◆ Requirements ◆
Find each line in the rows below that contains the string "shirt", with case counting, and copy those lines out.

◆ Data for the task ◆
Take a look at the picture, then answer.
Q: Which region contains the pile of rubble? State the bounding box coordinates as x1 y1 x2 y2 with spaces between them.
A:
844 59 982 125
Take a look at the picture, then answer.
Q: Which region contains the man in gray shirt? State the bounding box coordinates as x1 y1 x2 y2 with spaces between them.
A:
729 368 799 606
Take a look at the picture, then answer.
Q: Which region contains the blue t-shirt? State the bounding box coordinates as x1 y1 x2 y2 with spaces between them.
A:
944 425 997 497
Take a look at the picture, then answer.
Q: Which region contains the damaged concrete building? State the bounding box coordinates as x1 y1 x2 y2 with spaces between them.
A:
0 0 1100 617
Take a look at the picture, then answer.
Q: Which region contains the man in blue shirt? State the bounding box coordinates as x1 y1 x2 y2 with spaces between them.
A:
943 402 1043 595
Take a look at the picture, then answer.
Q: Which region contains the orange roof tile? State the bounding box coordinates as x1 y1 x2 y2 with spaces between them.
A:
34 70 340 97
==
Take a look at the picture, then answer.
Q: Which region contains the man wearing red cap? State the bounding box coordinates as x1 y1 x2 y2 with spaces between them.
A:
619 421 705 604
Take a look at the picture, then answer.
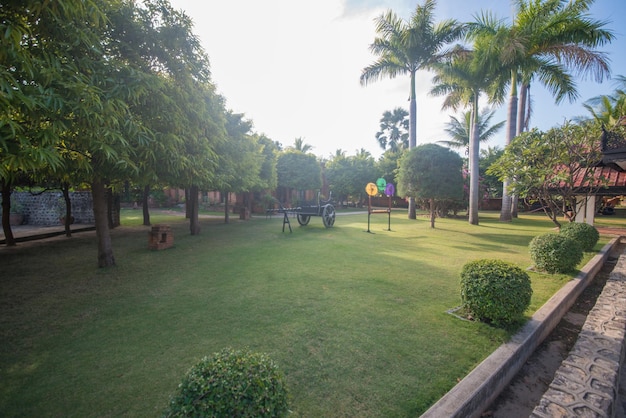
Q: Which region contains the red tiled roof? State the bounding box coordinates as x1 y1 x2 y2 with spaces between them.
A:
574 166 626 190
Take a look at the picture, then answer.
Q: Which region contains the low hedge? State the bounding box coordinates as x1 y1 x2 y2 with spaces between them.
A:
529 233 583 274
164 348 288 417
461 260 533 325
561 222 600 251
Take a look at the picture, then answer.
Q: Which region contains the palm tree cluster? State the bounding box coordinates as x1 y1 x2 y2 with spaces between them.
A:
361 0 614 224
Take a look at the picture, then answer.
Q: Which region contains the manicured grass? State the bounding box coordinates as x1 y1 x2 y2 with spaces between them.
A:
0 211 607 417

◆ Solved exercise ◆
Q: Which region contains the man in gray shirt? State the bounding box coordinates as x1 y1 x2 y2 with spaces between them.
Q: Which region contains the blue t-shirt? State the bounding box coordinates as x1 y1 x2 y2 with spaces between them.
Q: Which region contains the man in blue shirt? State the bounding box coordinates as x1 y1 x2 y2 with spaces between them.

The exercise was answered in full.